Stored data entries:

--- begin ---

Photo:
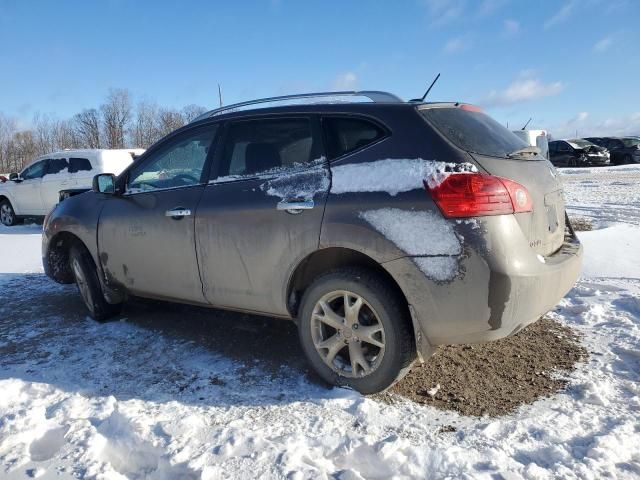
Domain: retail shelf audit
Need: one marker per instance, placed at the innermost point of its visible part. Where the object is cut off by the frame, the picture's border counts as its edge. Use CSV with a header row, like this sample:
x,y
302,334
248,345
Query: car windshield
x,y
579,143
475,132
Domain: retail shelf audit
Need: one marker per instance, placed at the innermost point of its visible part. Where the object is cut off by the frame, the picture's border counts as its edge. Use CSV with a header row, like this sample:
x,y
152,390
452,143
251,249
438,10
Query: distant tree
x,y
87,128
191,112
7,130
144,131
168,121
116,124
116,115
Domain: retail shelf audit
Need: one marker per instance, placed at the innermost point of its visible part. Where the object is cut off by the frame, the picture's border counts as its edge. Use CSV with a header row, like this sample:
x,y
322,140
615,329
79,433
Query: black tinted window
x,y
37,170
345,135
79,164
259,145
474,131
56,165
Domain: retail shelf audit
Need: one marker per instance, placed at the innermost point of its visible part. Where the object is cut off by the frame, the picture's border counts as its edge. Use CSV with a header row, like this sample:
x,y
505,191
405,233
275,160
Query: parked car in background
x,y
35,190
535,138
577,152
326,213
623,149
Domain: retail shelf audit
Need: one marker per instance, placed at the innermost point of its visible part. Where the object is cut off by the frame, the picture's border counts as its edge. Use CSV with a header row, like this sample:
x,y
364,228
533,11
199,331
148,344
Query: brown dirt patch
x,y
581,224
494,378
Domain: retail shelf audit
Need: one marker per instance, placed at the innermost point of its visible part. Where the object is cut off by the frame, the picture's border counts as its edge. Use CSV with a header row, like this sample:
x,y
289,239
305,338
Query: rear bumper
x,y
499,288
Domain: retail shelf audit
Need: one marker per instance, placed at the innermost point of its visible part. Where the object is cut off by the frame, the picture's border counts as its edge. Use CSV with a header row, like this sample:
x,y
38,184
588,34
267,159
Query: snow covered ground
x,y
131,400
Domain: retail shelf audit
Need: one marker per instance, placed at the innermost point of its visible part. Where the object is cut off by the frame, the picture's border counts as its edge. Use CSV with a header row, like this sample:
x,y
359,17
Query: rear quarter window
x,y
473,131
346,135
79,165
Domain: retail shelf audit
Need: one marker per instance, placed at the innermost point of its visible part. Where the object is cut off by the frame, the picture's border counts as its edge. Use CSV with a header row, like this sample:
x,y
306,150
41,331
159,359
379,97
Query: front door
x,y
146,234
262,213
27,192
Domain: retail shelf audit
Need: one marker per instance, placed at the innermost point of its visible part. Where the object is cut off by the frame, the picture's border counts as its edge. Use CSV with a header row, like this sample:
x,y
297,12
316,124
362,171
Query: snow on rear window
x,y
392,175
302,185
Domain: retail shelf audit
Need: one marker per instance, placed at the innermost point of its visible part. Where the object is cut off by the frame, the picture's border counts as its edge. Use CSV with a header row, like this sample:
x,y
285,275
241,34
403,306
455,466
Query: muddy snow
x,y
177,392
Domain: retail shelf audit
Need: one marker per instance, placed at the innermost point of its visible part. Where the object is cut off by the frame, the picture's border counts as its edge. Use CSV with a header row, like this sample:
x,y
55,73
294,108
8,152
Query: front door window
x,y
180,164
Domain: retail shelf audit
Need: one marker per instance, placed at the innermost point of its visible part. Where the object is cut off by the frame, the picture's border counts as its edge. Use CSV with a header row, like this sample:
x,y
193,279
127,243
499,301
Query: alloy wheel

--- end ---

Reproduce the material word for word, minus the images.

Photo:
Domain: retail shelf audit
Need: one marker per instance, placed at the innermost point of its visible part. Where the object is cut off by the frame, the picture's border counts as its edge. Use CSV with a header row, like this sample:
x,y
302,334
248,345
Query: car windshield
x,y
579,143
475,132
Domain: retail shelf audit
Need: one marker per instance, placed at the innermost point of its visible part. Where the object is cut off by the frame, the picture's border counts as its edge. Use CSV with a header row, like this sample:
x,y
152,390
452,143
251,249
438,10
Query: distant tree
x,y
87,128
191,112
7,130
144,131
168,121
116,124
116,115
Domain: retail shelf audit
Need: one marker per instance, placed at the innermost point of its visible part. Where the object is cut off by the frame, the picture's border counts as its edge. Use CSV with a header row, like this sample:
x,y
322,140
615,329
79,433
Query: black tinted window
x,y
37,170
345,135
79,164
259,145
474,131
56,165
Domain: retail shelf audit
Need: one marker per instance, placed at the innermost point of its visible part. Where the object is cut off by the frame, the picture's border counts as its edge. Use CSV with a header row, like this sample:
x,y
505,191
405,233
275,160
Query: parked car in background
x,y
35,190
535,138
577,152
326,213
623,149
Domain: retail shelf audit
Need: one marker per instance, placed at the innermost point of its visible part. Where the object is cut off by the frame, the picture's border counts as its edge. Use CSV with a header row, like this sample:
x,y
364,228
533,11
199,331
148,344
Query: brown dirt patch
x,y
581,224
494,378
Domain: retail shelf audit
Need: one marker per instance, placed at the innermost point of its visible part. Where the object is cut off by the frame, the picture's border counts as its edge. Use CSV with a header row, like this sample:
x,y
289,239
305,338
Query: rear bumper
x,y
499,288
Domain: retail shelf audit
Need: one marker per instance, placed at the innermost point of its visible part. Where the object is cut off by the frame, the picture's border counts as its edge. Use CSV with a header row, like this sample:
x,y
38,184
588,34
267,159
Query: snow covered ground
x,y
131,400
Domain: retail shelf audit
Need: one marker per instance, placed at the innermost point of its visible part. Where the object is cut off by the frame, the picture's border counts as its edge. Use CSV with a header row, like this sample:
x,y
359,17
Query: rear quarter window
x,y
473,131
346,135
79,165
Domain: retail shelf audit
Need: one marker per instance, placed at the innermost point of its visible part. Where the object is cut off by the frame, the picture's border counts as its edge. Use CSV with a header row, like this sample:
x,y
306,150
41,331
159,359
379,97
Query: front door
x,y
146,234
262,213
27,192
Domain: retail shelf audit
Need: one marker per instance, placed at the innermost point of its visible part. Where the object is cut off by the frame, the picture's border counts as its edge. Use CSV with a header row, like this sample:
x,y
297,12
316,124
362,171
Query: snow on rear window
x,y
392,175
302,185
Domain: retail shelf audit
Need: one marker per instance, placed at the innermost point of its visible part. Where the object is cut off by the frame, the picture's border counts as its edge. Use CSV with a header row, like this sample:
x,y
285,275
241,34
403,306
455,466
Query: muddy snow
x,y
177,392
Domain: retail shelf audit
Need: one marker per instance, placed at the innermost point of its visible part. Where the object is cut off by the frame, the picture's border counts as its edge. Use CSV with a header row, like this sample:
x,y
55,73
294,108
8,152
Query: front door window
x,y
180,164
Domain: retail shelf audit
Need: one marker per instance, placed at the innermost point of its visible part. Where the object is cut off by the frame, the picture's border counts as its edge. Use CSV with a header row, like this sample:
x,y
193,279
127,243
499,301
Query: alloy wheel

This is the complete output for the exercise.